++++ Given information ++++

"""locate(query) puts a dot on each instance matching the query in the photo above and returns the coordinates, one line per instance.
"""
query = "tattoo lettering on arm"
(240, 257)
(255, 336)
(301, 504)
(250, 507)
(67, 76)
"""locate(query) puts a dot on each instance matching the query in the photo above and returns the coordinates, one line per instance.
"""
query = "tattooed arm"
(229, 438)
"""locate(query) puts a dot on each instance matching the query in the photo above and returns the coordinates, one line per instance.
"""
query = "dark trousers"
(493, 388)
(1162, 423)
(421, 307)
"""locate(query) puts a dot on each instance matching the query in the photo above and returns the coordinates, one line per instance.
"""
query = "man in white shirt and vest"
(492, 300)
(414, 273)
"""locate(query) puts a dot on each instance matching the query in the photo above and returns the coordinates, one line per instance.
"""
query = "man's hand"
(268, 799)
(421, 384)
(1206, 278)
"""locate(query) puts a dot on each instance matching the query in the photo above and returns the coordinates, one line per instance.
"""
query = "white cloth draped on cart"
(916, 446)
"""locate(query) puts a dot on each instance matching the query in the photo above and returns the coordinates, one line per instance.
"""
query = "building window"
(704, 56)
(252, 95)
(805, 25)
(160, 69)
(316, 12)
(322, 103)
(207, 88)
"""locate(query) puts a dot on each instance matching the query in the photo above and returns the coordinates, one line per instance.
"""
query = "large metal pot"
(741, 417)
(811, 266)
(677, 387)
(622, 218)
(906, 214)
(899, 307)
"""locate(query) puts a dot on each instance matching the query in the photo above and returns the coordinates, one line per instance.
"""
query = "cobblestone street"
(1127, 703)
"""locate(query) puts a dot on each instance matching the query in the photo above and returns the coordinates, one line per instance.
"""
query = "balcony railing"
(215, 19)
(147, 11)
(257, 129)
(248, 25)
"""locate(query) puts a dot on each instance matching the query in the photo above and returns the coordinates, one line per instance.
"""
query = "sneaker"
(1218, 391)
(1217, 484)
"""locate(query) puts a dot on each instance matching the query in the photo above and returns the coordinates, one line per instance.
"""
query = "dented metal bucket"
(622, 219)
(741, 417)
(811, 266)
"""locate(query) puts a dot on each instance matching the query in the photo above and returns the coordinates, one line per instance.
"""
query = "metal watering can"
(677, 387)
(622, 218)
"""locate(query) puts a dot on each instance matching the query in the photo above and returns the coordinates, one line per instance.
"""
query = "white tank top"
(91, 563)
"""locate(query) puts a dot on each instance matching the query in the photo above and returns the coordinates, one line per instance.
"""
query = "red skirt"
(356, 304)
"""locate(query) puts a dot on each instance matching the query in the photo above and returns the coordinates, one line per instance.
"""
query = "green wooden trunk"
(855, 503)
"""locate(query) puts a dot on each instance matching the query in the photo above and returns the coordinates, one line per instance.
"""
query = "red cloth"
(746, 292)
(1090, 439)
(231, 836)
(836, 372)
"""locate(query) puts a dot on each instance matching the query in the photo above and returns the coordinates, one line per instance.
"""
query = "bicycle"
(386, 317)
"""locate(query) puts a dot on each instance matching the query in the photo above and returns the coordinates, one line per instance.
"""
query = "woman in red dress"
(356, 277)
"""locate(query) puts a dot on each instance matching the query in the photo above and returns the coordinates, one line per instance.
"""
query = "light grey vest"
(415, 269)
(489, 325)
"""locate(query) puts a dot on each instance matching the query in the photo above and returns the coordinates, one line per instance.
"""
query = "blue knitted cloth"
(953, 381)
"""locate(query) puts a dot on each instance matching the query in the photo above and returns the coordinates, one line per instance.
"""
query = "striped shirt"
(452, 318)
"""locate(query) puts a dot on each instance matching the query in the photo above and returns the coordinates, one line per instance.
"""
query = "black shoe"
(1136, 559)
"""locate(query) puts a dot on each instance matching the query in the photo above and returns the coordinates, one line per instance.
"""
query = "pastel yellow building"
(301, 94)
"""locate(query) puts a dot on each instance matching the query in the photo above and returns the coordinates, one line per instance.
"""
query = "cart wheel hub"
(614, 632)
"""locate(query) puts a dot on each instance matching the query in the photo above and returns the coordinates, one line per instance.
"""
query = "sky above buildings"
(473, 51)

++++

Exercise instructions: Each and every record above needs writing out exactly.

Response for this exercise:
"""locate(query) puts a dot on each instance matching the query in the photo above and returns the coordinates, one line per instance.
"""
query = "tattoo lettering on arm"
(240, 257)
(255, 336)
(301, 504)
(250, 507)
(67, 76)
"""locate(query) puts a dot on each instance matching the query in the photo above and returns the coordinates, one line per instance.
"""
query = "tattooed arm"
(229, 438)
"""locate(query) puts a dot on each instance matching the query in the photo above and returns the coordinates, one line per instance.
"""
query = "dark trousers"
(493, 388)
(1162, 423)
(421, 307)
"""locate(query) puts a dot on each instance matching the query in the photo above and returns the coordinates, one line per instance.
"""
query = "man in white shirt and vest"
(492, 300)
(414, 273)
"""locate(query) puts a dot on each instance matching the query in the photo above and returns the coordinates, one line per instance.
"""
query = "man's hand"
(268, 799)
(421, 384)
(1206, 278)
"""locate(query) puts a dot on each instance matching the query in the photo above and returns the coordinates, one line per instance.
"""
query = "white cloth draped on cart"
(916, 446)
"""locate(query) puts a dot on each instance matching the query in the photo above and returns the coordinates, one line per instance.
"""
query = "building window"
(704, 56)
(252, 95)
(805, 25)
(160, 69)
(316, 12)
(322, 103)
(207, 88)
"""locate(query) puts a dot on each instance matching the query in the photo above and returns the coordinates, one line per instance.
"""
query = "large metal pot"
(741, 417)
(811, 266)
(677, 387)
(622, 218)
(906, 214)
(899, 307)
"""locate(query) puts a dot on each instance matching the query in the photo above and returns the coordinates, one line per instance.
"""
query = "cobblestone street"
(1127, 703)
"""locate(query) puts a dot on each instance matching the query in the photo above and returns the coordinates, one line per instance.
"""
query = "balcony railing"
(215, 19)
(147, 11)
(257, 129)
(248, 25)
"""locate(query) puts a dot on each instance matching the query in the photo above and returns the coordinates, one line per instance.
"""
query = "sneaker"
(1218, 391)
(1217, 484)
"""locate(query) puts a dot on each instance matching the query in the photo above and returns the coordinates, one line per instance.
"""
query = "dented metal bucket"
(622, 219)
(741, 417)
(811, 266)
"""locate(query) puts a dot on each instance matching the query in the photo above and returns the coordinates, one line per instance.
"""
query = "metal watering can"
(677, 387)
(622, 218)
"""locate(query) puts a dot on each instance matching the query in the photo above and returns the coordinates, one line per instance.
"""
query = "white tank top"
(91, 563)
"""locate(query) puts a dot on each instance matching the query in the photo above and returns the coordinates, one line per instance.
"""
query = "red skirt"
(356, 304)
"""locate(query) puts a dot on each instance matching the query in the photo above and returns the coordinates, one line per instance.
"""
query = "green wooden trunk"
(855, 503)
"""locate(query) puts a dot on each instance matching the query in the photo above and returns the coordinates, one line per instance.
"""
query = "red cloth"
(746, 292)
(1090, 439)
(231, 836)
(836, 372)
"""locate(query) puts a dot on each instance matching the query in the photo above and returns the coordinates, one line per instance.
"""
query = "bicycle"
(386, 317)
"""locate(query) puts a dot on each instance matching the query in the photo above and returns the coordinates, one line per instance.
"""
query = "woman in red dress"
(356, 277)
"""locate(query) puts a dot on each instance matching the query in the photo above and returns the coordinates, one line per instance.
"""
query = "light grey vest"
(415, 269)
(489, 325)
"""locate(query) puts a dot on each instance matching the query in the photo above and returns the coordinates, one line per instance.
"""
query = "blue knitted cloth"
(953, 381)
"""locate(query) puts a dot on each instance matching the query in the photo above and returns the coordinates, one line per instance.
"""
query = "striped shirt"
(452, 318)
"""locate(query) puts a dot on each instance matching the query in the photo above and returns the coordinates, one line per instance.
"""
query = "black shoe"
(1136, 559)
"""locate(query) puts a dot on each instance matching the query in the photo above and returns the coordinates, one line per instance.
"""
query = "pastel yellow building"
(301, 94)
"""locate(query) puts a dot on each instance matching the query in the photo above and returns the coordinates, one line per instance.
"""
query = "cart wheel hub"
(614, 632)
"""locate(query) puts a dot on each instance matching the query in the photo above and returns the coordinates, one line per instance.
"""
query = "sky above buildings"
(473, 51)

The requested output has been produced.